#### SELECTED EXTRACT
Cat and Dog Vaccinations: What you need to know

Friday, May 24, 2019 | 
 

Vet_with_cat


Understanding the importance of vaccinations for your cat or dog to maintain the overall health and longevity should be a discussion made between you and your vet. Typically there is not a "one size fits all" for pets, but we are here to help you learn about the core vaccines based on your pet's age and health that you continue on for the remainder of their lives.
 

Why do pets need vaccines?

Vaccinations are made to protect your pet against contagious and potentially fatal diseases. Similar to human vaccines, your vet will inject a small amount of infectious organisms to strengthen your pet’s immune system and prepare their bodies to fight against future infections. It is important to wait until your puppy or kitten are both old enough, healthy enough, and weigh enough to get any vaccines.


Some factors to consider when vaccinating your pet are:

  • 1. Age
    • - Vaccinations have minimum age requirements as young puppies and kittens have to fully develop their immune systems to be able to handle the shot.
  • 2. Dog size/weight
    • - Similar to age, size and weight are important factors to consider as they need to be strong and healthy enough to handle the vaccinations.
  • 3. Allergies
    • - Discuss with your vet any known allergies of your pet as they can be allergic to specific ingredients that might be found in vaccines.
  • 4. Medical History
    • - Whether you just adopted a puppy/kitten or an adult pet, try to get any and all the medical records that are available to prevent any overlap vaccines which may cause negative reactions.

#### YOUR TASKS
a) Answer these questions from the article on cat and dog vaccinations:
(i) What does the vet inject to strengthen a pet's immune system?
(ii) Why do vaccinations have minimum age requirements?
(iii) Why should owners try to get all available medical records for an adopted pet?
b) Write the next part of the article on cat and dog vaccinations, starting after the final point about medical history.
The listing isn't needed for any of this work.

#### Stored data

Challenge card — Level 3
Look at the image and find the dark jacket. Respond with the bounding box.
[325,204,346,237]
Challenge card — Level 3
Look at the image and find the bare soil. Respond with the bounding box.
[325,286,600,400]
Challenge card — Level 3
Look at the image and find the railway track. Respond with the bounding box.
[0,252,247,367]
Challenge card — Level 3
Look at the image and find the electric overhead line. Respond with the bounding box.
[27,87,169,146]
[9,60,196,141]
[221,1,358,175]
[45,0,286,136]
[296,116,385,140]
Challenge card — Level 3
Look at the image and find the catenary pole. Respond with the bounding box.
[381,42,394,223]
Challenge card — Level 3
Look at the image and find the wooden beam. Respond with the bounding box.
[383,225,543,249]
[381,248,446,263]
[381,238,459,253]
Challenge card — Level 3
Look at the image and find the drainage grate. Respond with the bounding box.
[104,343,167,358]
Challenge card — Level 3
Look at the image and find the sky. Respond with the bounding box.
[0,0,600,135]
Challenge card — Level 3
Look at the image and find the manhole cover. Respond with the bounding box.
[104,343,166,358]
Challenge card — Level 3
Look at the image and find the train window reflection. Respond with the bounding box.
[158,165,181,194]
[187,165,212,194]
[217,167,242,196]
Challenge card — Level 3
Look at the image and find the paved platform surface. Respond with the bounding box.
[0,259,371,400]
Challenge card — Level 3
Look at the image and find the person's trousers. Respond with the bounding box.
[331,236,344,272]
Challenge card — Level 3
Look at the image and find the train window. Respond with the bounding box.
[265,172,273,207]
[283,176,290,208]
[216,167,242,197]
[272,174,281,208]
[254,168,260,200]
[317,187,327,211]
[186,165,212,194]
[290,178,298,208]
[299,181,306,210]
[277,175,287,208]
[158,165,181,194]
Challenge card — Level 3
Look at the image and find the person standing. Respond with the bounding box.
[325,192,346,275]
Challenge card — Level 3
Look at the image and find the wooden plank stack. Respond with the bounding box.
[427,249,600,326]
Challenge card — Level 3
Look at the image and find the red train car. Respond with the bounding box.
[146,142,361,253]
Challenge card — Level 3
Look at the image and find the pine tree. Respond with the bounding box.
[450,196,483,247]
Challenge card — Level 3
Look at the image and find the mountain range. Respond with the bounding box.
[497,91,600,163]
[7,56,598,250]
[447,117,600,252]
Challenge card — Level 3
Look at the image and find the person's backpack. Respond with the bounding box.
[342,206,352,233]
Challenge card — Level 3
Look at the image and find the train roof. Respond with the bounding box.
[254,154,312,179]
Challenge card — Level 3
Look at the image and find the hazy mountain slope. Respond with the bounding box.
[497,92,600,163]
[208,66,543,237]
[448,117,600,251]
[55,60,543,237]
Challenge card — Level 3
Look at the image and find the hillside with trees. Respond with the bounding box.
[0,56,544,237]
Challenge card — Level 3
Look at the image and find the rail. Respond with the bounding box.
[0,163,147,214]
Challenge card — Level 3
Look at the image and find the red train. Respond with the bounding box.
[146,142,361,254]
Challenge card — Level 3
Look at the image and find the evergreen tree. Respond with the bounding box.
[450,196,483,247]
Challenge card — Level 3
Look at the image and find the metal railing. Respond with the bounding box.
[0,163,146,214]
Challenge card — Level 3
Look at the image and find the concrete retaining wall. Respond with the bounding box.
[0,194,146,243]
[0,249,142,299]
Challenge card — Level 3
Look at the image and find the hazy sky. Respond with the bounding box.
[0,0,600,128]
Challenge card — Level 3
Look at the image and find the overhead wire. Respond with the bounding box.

#### EXPECTED OUTPUTS
a)
(i) A small amount of infectious organisms.
(ii) Young puppies and kittens have to fully develop their immune systems to be able to handle the shot.
(iii) To prevent any overlap vaccines, which may cause negative reactions.

b)
  • For Dogs, typically your vet will administrate a series of booster shots, heartworm prevention, flea and tick prevention, and the rabies vaccine when they are at least 6 months old. Depending on your pet’s lifestyle it is important to consider getting vaccines such as the Bordetella Vaccine to prevent kennel cough, the Lyme Vaccine if ticks are a problem in your area, Leptospirosis Vaccine and Canine Influenza.

    For Cats, your vet will also do a series of booster shots similar to puppies, FELV Vaccine to prevent Feline Leukemia, and a Rabies Vaccine. Based on your cat’s lifestyle, you may want to consider a Bordetella Vaccine as well as parasite prevention (flea & tick and heartworm) if you plan to let your cat outside or board them.

    Once your pet is over a year old, you will need to continue some of these vaccinations such as the Rabies and Distemper annually or every 3 years, and then parasite prevention monthly. Always consult with your veterinarian on what vaccines are required for your pet during your annual check-ups.